## Requirement
Will you extract the entries word for word? Images should not appear in the copy.

======== Given data ========

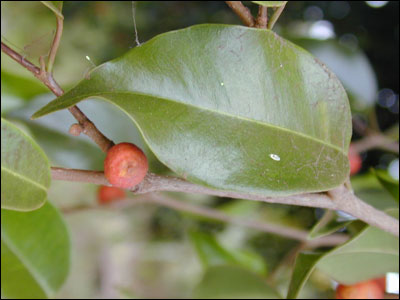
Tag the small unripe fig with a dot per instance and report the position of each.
(107, 194)
(355, 161)
(362, 290)
(125, 165)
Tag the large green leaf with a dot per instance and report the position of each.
(212, 253)
(34, 253)
(230, 107)
(351, 66)
(370, 254)
(232, 282)
(25, 170)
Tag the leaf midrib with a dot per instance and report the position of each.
(98, 94)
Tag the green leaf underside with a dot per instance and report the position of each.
(232, 282)
(55, 6)
(230, 107)
(34, 253)
(25, 170)
(270, 3)
(370, 254)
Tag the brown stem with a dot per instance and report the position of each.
(276, 16)
(55, 44)
(262, 17)
(338, 199)
(242, 11)
(47, 79)
(285, 231)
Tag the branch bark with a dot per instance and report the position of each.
(276, 16)
(262, 17)
(242, 11)
(163, 200)
(47, 79)
(337, 199)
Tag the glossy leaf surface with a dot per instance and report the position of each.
(34, 253)
(25, 170)
(55, 6)
(230, 107)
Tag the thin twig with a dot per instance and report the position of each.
(276, 16)
(285, 231)
(242, 11)
(338, 199)
(262, 17)
(47, 79)
(55, 44)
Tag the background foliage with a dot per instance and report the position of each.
(153, 251)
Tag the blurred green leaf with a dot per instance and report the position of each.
(303, 267)
(55, 6)
(21, 87)
(188, 85)
(34, 253)
(232, 282)
(210, 252)
(324, 227)
(389, 183)
(370, 254)
(368, 188)
(25, 170)
(270, 3)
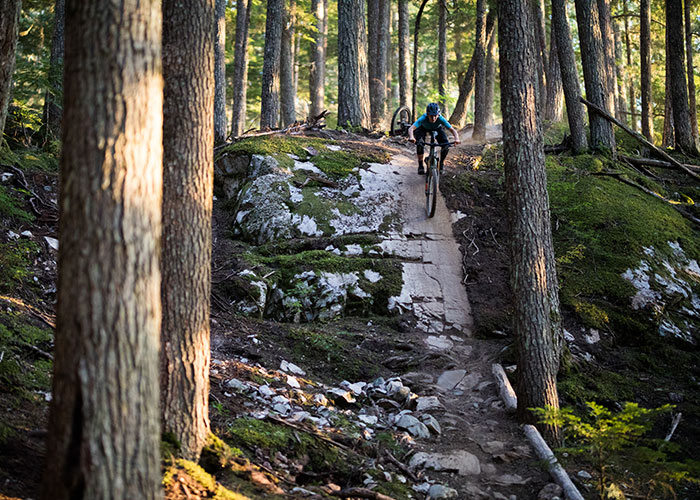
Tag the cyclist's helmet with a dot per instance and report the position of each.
(432, 109)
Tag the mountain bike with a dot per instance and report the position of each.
(432, 173)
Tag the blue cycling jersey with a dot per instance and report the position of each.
(424, 122)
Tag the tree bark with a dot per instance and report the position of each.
(537, 7)
(240, 68)
(594, 72)
(491, 48)
(52, 103)
(679, 89)
(479, 131)
(318, 63)
(466, 85)
(628, 71)
(376, 60)
(404, 65)
(533, 274)
(569, 76)
(619, 68)
(353, 92)
(608, 44)
(9, 25)
(270, 98)
(691, 73)
(188, 173)
(104, 430)
(645, 73)
(220, 126)
(442, 55)
(416, 31)
(288, 113)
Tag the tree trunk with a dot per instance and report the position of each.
(188, 172)
(491, 49)
(376, 60)
(645, 73)
(619, 68)
(220, 72)
(533, 275)
(479, 131)
(404, 34)
(608, 44)
(318, 63)
(569, 76)
(52, 103)
(270, 99)
(628, 71)
(442, 55)
(537, 7)
(353, 92)
(691, 73)
(416, 31)
(594, 72)
(288, 113)
(104, 430)
(554, 107)
(9, 25)
(679, 89)
(240, 68)
(466, 85)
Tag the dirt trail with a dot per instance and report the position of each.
(482, 449)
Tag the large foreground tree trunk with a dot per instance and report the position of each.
(679, 90)
(104, 431)
(479, 131)
(9, 25)
(52, 104)
(595, 73)
(569, 76)
(220, 72)
(317, 75)
(240, 68)
(533, 274)
(645, 73)
(270, 97)
(188, 173)
(353, 92)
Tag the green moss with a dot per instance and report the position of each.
(20, 370)
(601, 227)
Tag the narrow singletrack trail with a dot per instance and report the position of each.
(481, 452)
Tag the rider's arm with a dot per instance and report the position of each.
(455, 134)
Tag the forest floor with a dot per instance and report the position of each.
(480, 448)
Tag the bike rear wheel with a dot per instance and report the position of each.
(431, 187)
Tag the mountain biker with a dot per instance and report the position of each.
(429, 122)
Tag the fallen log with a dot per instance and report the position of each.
(676, 164)
(650, 162)
(510, 400)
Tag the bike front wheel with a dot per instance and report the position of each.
(431, 187)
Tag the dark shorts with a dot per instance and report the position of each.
(422, 134)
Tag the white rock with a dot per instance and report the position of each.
(438, 491)
(52, 242)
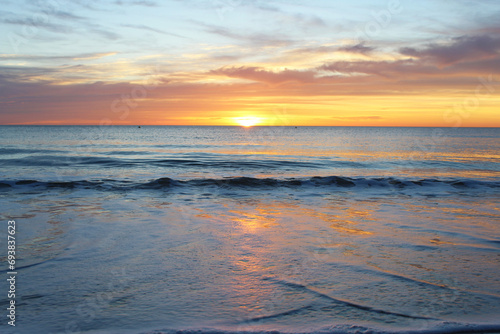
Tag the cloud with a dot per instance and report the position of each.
(259, 39)
(147, 28)
(84, 56)
(52, 27)
(358, 118)
(261, 75)
(461, 49)
(136, 3)
(381, 68)
(360, 48)
(106, 34)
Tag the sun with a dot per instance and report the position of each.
(247, 121)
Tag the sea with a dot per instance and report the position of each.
(214, 229)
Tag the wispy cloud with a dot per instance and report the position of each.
(360, 48)
(262, 75)
(463, 48)
(85, 56)
(52, 27)
(137, 3)
(148, 28)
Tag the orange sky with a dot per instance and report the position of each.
(324, 63)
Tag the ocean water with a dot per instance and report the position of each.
(251, 230)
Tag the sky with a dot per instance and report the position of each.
(236, 62)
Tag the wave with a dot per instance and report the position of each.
(250, 183)
(443, 327)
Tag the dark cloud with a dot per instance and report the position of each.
(381, 68)
(261, 75)
(462, 48)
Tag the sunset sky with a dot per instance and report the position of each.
(229, 62)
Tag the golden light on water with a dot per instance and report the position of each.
(247, 121)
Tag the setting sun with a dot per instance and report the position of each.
(247, 121)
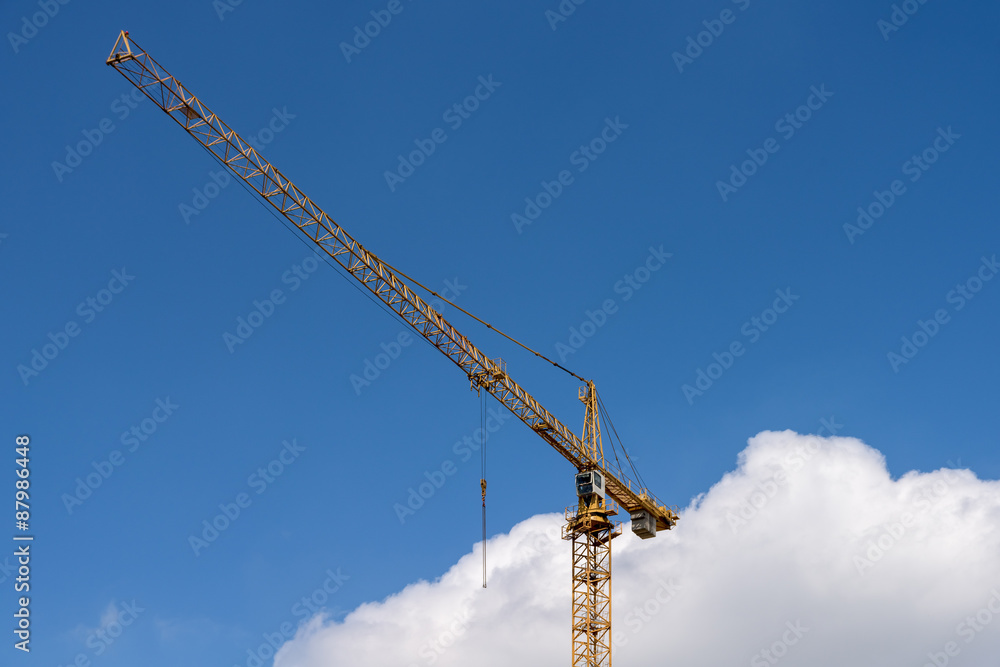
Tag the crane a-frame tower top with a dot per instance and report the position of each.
(600, 484)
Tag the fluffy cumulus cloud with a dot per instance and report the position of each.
(809, 553)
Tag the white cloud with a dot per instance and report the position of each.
(809, 550)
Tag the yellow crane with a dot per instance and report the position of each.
(602, 486)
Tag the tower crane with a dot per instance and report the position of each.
(602, 486)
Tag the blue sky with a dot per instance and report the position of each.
(170, 284)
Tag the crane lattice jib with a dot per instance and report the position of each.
(245, 162)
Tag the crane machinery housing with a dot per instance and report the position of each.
(602, 486)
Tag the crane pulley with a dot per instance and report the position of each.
(602, 487)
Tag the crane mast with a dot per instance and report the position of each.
(601, 488)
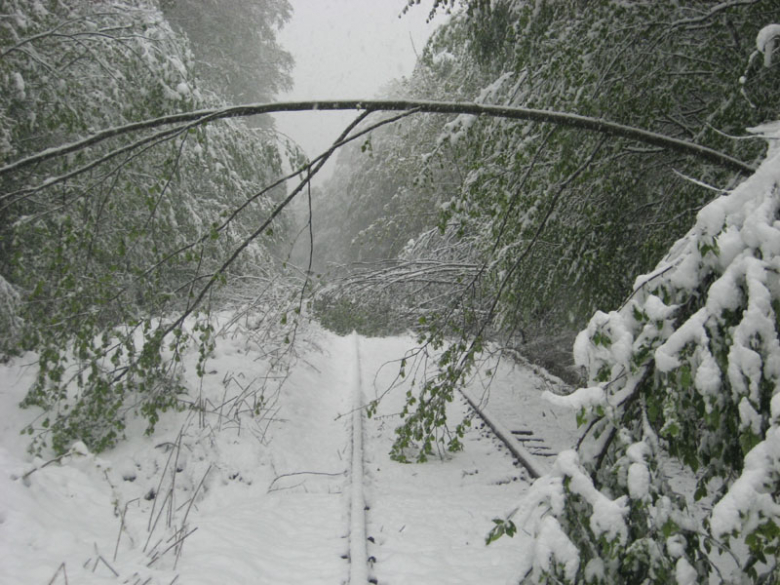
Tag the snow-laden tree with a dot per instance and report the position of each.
(685, 374)
(99, 248)
(235, 46)
(560, 219)
(677, 475)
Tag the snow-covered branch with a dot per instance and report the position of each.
(514, 113)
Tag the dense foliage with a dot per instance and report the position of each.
(539, 226)
(99, 249)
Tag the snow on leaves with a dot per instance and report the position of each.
(686, 372)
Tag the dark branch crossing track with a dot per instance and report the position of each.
(411, 523)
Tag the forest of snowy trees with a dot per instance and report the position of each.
(469, 230)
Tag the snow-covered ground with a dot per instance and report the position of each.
(224, 497)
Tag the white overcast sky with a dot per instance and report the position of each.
(346, 49)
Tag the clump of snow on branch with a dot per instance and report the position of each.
(686, 372)
(766, 42)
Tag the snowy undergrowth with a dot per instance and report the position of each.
(265, 497)
(131, 511)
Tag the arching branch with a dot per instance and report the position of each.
(513, 113)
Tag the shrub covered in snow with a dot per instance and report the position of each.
(684, 376)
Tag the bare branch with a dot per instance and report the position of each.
(514, 113)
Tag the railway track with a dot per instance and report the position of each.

========

## Complete answer
Tag the small unripe fig with a dot per instance and report the position of each.
(107, 194)
(355, 161)
(362, 290)
(125, 165)
Tag the large green leaf with a dot per instance and report the position of each.
(212, 253)
(34, 253)
(230, 107)
(351, 66)
(370, 254)
(232, 282)
(25, 170)
Tag the leaf midrib with a dot per instance and report the position of each.
(98, 94)
Tag the green leaf underside with a dot per instance and report the position of each.
(232, 282)
(55, 6)
(230, 107)
(34, 253)
(25, 170)
(270, 3)
(370, 254)
Tag the brown stem with a dot per instance and report the position of each.
(276, 16)
(55, 44)
(262, 17)
(338, 199)
(242, 11)
(47, 79)
(285, 231)
Tag the branch bark with a dot per instance and report the position of each.
(276, 16)
(262, 17)
(242, 11)
(163, 200)
(47, 79)
(337, 199)
Tag the glossy leaf surface with a dot per instance and report the position of each.
(34, 253)
(25, 170)
(55, 6)
(230, 107)
Tag the thin twig with a dot per instance and report the position of each.
(276, 16)
(285, 231)
(242, 11)
(338, 199)
(262, 17)
(47, 79)
(55, 44)
Tag the background foliage with a dot per instance and report the position of each.
(153, 251)
Tag the blurred green leaf with a dot per instance and report the position of each.
(303, 267)
(55, 6)
(21, 87)
(188, 85)
(34, 253)
(232, 282)
(210, 252)
(324, 227)
(389, 183)
(370, 254)
(368, 188)
(25, 170)
(270, 3)
Tag the cyclist's helmet with a dot per instance and report the position of each.
(432, 109)
Tag the mountain bike with a dot per instance and report the position of each.
(432, 173)
Tag the blue cycling jersey with a dot per instance and report the position of each.
(424, 122)
Tag the tree bark with a dot per instance and report the position of each.
(537, 7)
(240, 68)
(594, 72)
(491, 48)
(52, 103)
(679, 89)
(479, 131)
(318, 63)
(466, 85)
(628, 71)
(376, 60)
(404, 65)
(533, 274)
(569, 76)
(619, 68)
(353, 92)
(608, 44)
(9, 25)
(270, 98)
(691, 73)
(188, 173)
(104, 430)
(645, 73)
(220, 126)
(442, 55)
(416, 31)
(288, 113)
Tag the tree trunk with a dot per instance and report the position of each.
(188, 172)
(491, 49)
(376, 60)
(645, 73)
(619, 68)
(220, 72)
(533, 275)
(479, 131)
(404, 34)
(608, 44)
(318, 63)
(569, 76)
(52, 103)
(270, 99)
(628, 71)
(442, 55)
(537, 7)
(353, 92)
(691, 73)
(416, 31)
(594, 72)
(288, 113)
(104, 430)
(554, 107)
(9, 25)
(679, 89)
(240, 68)
(466, 85)
Tag the dirt trail with a dot per instance and report the position of each.
(482, 449)
Tag the large foreground tree trunk with a dot per instance and report the position of each.
(679, 90)
(104, 431)
(479, 131)
(9, 25)
(52, 104)
(595, 73)
(569, 76)
(220, 72)
(317, 75)
(240, 68)
(533, 274)
(645, 73)
(270, 97)
(188, 173)
(353, 92)
Tag the green moss with a dot per instance and report the position of each.
(20, 370)
(601, 227)
Tag the narrow singletrack trail with a dot per instance and report the position of each.
(481, 452)
Tag the rider's arm with a dot per instance and report the position of each.
(455, 134)
Tag the forest floor with a dot per instance and report the position of each.
(480, 448)
Tag the bike rear wheel with a dot per instance and report the position of each.
(431, 187)
Tag the mountain biker with a dot per instance and report the position of each.
(429, 122)
Tag the fallen log with a dot per instance and report the position of each.
(676, 164)
(650, 162)
(510, 400)
Tag the bike front wheel with a dot per instance and report the position of each.
(431, 187)
Tag the dark shorts with a dot per instance and report the position of each.
(422, 134)
Tag the white rock with a dot per instance and report the position of each.
(438, 491)
(52, 242)
Tag the cloud with a dot per instance and report the position of each.
(259, 39)
(147, 28)
(84, 56)
(52, 27)
(358, 118)
(261, 75)
(461, 49)
(136, 3)
(381, 68)
(360, 48)
(106, 34)
Tag the sun with a dot per instance and report the position of each.
(247, 121)
Tag the sea with a dot per instance and report the position of each.
(214, 229)
Tag the wispy cloud with a dot per instance and report the position of each.
(360, 48)
(262, 75)
(463, 48)
(85, 56)
(52, 27)
(137, 3)
(148, 28)
Tag the orange sky with a dot per instance and report the position of each.
(324, 63)
Tag the ocean water with a dot per instance and report the position of each.
(251, 230)
Tag the sky with a dot per instance and report the position of each.
(236, 62)
Tag the wave with a dot per instance and report the position of each.
(250, 183)
(443, 327)
Tag the dark cloud with a dot per instance and report the position of each.
(381, 68)
(261, 75)
(462, 48)
Tag the sunset sky with a dot per instance and report the position of each.
(229, 62)
Tag the golden light on water with a dot per instance and report the position of each.
(247, 121)
Tag the setting sun with a dot per instance and report the position of each.
(247, 121)
Tag the crane a-frame tower top with a dot per instance and report the position of each.
(600, 484)
Tag the fluffy cumulus cloud with a dot per instance and report the position of each.
(809, 553)
Tag the white cloud with a dot per instance and report the position of each.
(809, 550)
Tag the yellow crane with a dot per instance and report the position of each.
(602, 486)
Tag the tower crane with a dot per instance and report the position of each.
(602, 486)
Tag the blue sky with a dot per instance and report the position of each.
(170, 284)
Tag the crane lattice jib with a dot per instance and report the position of each.
(245, 162)
Tag the crane machinery housing with a dot per instance and report the position of each.
(602, 486)
Tag the crane pulley with a dot per instance and report the position of each.
(602, 487)
Tag the crane mast with a dot per instance and report the position of each.
(601, 488)
Tag the snow-laden tree with a dot per instance and report the position of each.
(685, 374)
(99, 248)
(235, 46)
(560, 219)
(677, 475)
Tag the snow-covered branch with a dot per instance and report the position of each.
(514, 113)
Tag the dense foliage with a dot per instance and report the position of each.
(539, 226)
(99, 249)
Tag the snow on leaves with a dot per instance and report the position of each.
(686, 372)
Tag the dark branch crossing track with a dot per instance and report the position of each.
(411, 523)
Tag the forest of snowy trees with a dot per instance and report the position of each.
(469, 230)
Tag the snow-covered ground with a dot per instance and report the position of each.
(224, 497)
Tag the white overcast sky with a dot per instance and report the position of each.
(346, 49)
Tag the clump of snow on branch with a dot per instance and report the position of each.
(686, 372)
(766, 42)
Tag the snowy undergrowth with a dot per instance and report the position of each.
(265, 497)
(131, 511)
Tag the arching branch with a dot per instance and report the position of each.
(513, 113)
Tag the shrub covered in snow with a dot per instance and report the position of each.
(684, 376)
Tag the bare branch with a dot per instance and report the position of each.
(514, 113)
Tag the railway track with a dot per instance and report the position of each.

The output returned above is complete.